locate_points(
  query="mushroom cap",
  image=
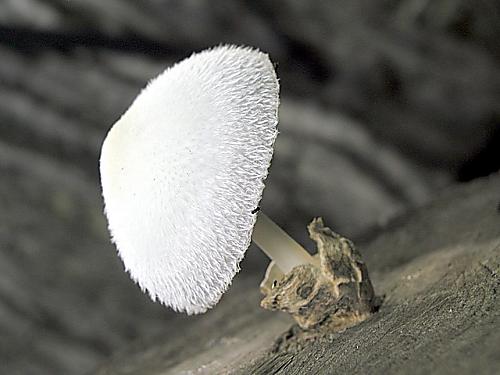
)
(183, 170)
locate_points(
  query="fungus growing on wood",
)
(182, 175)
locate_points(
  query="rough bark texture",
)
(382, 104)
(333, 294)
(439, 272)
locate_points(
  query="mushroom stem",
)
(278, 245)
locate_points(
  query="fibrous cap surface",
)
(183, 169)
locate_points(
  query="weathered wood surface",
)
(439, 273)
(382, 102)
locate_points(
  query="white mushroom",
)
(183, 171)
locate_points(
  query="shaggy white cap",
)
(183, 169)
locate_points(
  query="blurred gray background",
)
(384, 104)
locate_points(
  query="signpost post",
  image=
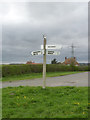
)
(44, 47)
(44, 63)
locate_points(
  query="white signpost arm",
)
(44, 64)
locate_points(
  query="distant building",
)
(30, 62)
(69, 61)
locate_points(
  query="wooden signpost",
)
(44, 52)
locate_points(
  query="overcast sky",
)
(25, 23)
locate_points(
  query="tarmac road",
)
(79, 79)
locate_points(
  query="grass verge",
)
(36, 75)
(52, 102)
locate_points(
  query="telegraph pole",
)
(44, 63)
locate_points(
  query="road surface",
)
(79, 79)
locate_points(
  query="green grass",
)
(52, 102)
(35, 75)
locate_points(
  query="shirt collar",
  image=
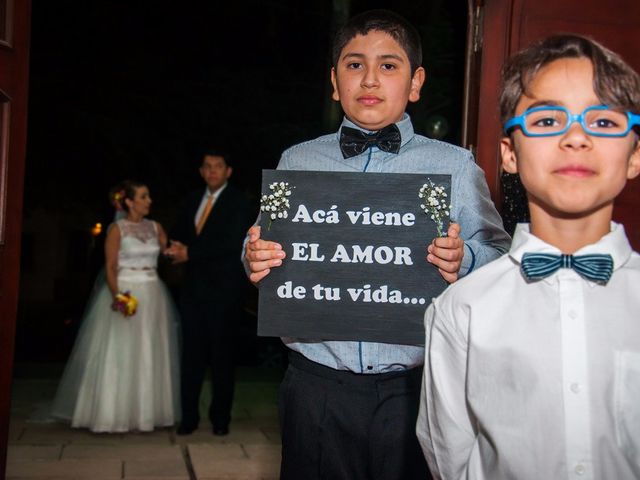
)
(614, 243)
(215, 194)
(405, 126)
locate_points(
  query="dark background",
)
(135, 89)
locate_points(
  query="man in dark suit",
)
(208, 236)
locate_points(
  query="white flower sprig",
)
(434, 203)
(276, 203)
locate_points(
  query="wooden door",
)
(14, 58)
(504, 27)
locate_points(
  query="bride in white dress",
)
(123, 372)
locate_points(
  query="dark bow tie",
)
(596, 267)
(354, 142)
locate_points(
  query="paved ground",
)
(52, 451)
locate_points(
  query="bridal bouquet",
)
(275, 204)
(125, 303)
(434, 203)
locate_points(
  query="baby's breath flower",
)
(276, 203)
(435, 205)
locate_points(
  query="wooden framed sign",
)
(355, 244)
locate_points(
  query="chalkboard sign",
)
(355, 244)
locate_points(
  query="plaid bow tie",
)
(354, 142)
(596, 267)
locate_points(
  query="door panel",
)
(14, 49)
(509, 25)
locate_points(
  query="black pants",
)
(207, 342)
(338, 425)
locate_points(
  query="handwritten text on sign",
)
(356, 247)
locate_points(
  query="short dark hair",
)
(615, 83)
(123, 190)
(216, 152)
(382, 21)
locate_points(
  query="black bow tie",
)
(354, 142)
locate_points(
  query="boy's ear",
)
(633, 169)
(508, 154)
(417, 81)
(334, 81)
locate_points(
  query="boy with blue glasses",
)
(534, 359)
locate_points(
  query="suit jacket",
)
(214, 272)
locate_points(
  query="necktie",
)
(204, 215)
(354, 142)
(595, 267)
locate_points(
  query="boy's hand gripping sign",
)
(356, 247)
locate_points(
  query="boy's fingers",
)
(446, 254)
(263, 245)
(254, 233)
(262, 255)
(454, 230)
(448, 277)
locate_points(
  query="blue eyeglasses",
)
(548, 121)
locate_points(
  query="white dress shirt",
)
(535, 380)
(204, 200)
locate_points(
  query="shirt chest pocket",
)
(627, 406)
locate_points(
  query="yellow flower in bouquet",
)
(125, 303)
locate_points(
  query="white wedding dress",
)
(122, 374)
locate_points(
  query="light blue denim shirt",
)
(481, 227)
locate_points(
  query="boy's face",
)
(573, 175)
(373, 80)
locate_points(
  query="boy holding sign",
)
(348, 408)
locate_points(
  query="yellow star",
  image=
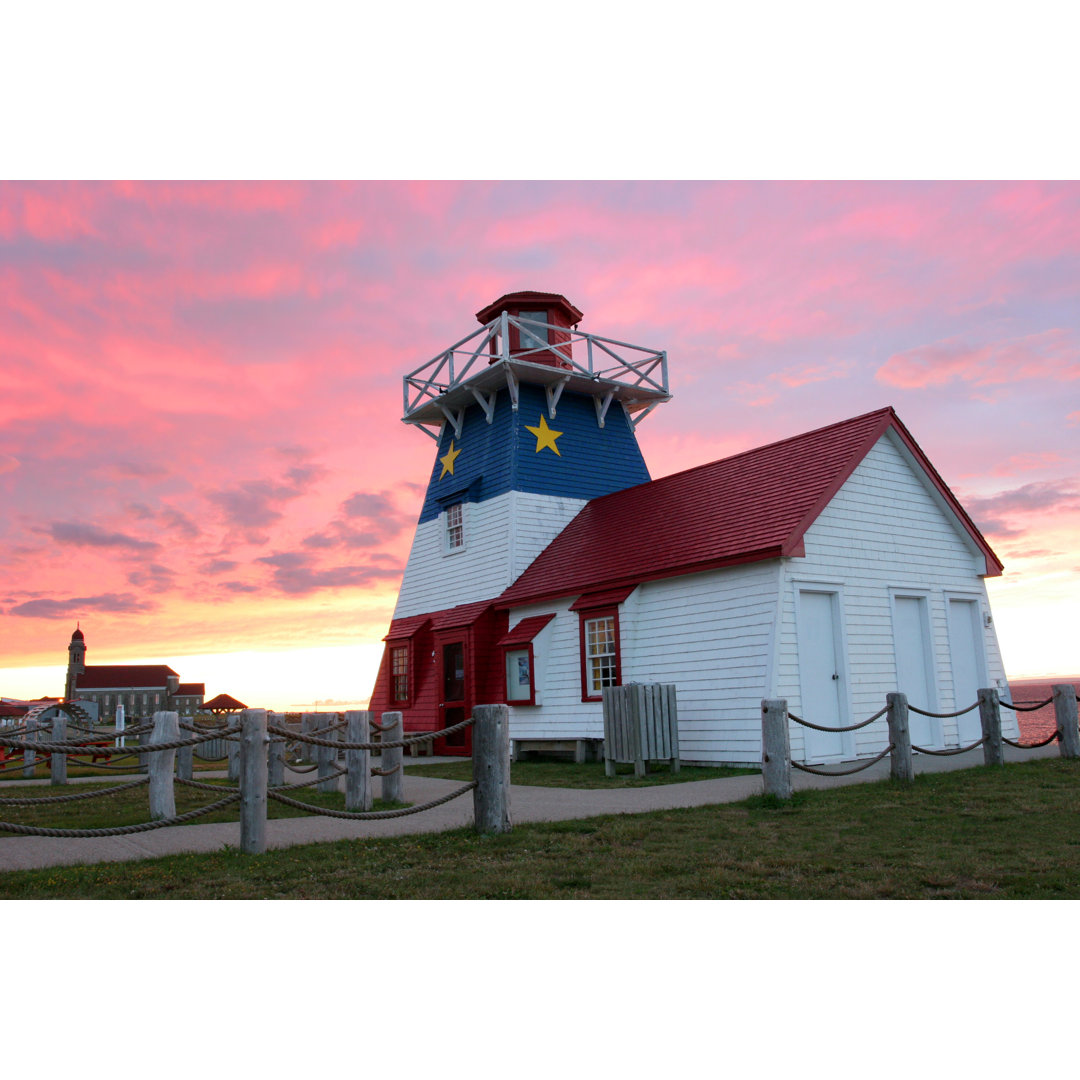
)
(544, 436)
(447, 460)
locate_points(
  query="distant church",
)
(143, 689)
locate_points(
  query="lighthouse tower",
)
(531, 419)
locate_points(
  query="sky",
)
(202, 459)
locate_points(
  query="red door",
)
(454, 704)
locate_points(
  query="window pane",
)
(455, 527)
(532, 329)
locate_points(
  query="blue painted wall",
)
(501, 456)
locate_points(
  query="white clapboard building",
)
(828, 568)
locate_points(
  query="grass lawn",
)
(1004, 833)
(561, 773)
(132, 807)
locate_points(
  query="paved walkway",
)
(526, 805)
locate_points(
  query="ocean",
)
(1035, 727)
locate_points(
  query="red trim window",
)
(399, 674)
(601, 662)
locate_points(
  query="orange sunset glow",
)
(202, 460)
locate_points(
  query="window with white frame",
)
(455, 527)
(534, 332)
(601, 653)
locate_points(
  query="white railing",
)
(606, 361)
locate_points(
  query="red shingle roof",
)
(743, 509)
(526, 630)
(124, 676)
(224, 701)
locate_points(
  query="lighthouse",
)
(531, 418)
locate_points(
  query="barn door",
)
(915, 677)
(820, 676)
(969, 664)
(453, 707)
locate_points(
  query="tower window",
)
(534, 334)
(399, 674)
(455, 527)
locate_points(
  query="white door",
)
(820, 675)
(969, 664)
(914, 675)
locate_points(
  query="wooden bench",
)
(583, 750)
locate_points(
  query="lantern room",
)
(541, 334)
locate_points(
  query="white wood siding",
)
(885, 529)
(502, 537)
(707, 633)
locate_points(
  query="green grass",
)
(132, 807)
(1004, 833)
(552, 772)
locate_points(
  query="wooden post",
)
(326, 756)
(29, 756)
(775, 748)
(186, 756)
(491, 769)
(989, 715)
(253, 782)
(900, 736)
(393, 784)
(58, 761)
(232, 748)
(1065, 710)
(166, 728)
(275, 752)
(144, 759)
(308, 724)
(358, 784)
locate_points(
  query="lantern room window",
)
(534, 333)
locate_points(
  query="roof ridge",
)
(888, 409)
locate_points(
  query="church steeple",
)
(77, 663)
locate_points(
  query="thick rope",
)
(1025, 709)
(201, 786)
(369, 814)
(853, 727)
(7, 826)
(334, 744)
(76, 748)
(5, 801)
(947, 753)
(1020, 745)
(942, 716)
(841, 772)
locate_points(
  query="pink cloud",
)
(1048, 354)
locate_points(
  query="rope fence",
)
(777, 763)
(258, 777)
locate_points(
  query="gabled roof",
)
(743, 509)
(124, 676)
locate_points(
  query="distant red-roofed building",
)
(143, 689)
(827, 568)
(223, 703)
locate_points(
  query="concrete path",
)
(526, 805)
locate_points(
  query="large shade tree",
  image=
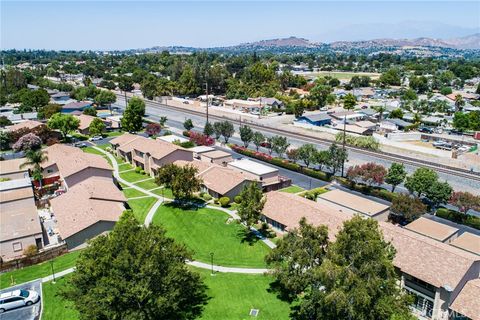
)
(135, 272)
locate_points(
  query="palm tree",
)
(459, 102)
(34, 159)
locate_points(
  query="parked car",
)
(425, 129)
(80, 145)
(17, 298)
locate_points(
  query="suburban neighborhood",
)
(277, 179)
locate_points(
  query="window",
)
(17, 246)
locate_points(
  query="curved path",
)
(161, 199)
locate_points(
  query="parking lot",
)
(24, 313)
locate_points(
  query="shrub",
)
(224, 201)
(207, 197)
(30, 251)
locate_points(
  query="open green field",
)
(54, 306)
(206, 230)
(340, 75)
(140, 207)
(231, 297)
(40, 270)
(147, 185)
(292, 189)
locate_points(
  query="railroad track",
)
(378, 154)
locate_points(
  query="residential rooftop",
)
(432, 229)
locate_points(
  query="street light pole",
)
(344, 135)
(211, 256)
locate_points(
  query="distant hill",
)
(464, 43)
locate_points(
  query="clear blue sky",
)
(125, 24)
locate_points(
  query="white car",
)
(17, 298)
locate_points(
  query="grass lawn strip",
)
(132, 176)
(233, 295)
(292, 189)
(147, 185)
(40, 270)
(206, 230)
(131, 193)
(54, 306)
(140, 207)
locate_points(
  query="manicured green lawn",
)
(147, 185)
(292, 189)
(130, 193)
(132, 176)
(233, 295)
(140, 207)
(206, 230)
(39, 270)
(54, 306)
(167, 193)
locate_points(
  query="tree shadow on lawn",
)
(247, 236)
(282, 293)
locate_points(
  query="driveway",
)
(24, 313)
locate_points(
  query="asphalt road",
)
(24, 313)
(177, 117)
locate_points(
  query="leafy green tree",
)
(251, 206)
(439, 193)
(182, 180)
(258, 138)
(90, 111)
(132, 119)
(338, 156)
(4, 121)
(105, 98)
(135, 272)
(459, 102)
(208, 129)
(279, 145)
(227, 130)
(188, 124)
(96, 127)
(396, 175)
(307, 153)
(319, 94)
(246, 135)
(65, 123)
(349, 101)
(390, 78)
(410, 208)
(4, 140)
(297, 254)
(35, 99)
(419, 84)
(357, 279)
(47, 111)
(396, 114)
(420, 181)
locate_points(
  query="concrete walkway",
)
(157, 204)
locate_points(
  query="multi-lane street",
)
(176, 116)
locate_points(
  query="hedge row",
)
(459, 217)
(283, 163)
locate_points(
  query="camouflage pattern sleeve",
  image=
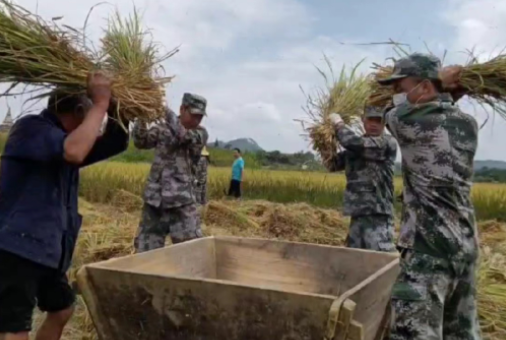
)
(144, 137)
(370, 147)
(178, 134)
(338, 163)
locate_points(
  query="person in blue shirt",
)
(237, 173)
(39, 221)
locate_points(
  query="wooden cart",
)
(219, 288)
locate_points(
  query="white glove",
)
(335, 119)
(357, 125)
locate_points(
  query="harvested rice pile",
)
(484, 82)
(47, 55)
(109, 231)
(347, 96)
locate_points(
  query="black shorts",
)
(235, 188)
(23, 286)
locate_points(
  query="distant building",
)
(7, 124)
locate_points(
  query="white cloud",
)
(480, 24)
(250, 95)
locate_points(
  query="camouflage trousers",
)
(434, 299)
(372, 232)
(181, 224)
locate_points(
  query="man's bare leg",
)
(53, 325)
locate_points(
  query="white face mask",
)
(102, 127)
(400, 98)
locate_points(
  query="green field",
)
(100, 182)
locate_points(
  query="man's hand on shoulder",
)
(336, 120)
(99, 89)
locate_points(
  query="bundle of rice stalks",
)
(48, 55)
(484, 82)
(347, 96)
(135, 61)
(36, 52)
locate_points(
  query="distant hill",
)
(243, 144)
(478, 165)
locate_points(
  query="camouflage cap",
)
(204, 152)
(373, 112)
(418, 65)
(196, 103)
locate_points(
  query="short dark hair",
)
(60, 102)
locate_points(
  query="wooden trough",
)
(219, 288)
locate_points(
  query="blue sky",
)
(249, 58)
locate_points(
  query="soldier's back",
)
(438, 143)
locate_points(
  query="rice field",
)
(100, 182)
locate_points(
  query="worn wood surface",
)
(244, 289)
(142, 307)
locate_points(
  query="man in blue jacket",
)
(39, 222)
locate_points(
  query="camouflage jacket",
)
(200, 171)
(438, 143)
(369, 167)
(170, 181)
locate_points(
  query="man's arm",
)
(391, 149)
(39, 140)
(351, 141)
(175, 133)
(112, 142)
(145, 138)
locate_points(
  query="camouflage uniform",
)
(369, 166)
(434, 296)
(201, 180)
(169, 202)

* * * * *

▶ _연습 과제_: 위 기록에서 단어 "path"가 들어 있는 줄을 모두 뽑아 주시겠어요? 대소문자를 구분해야 합니다.

▶ _과제 정답_:
  query="concrete path",
  query="curved path",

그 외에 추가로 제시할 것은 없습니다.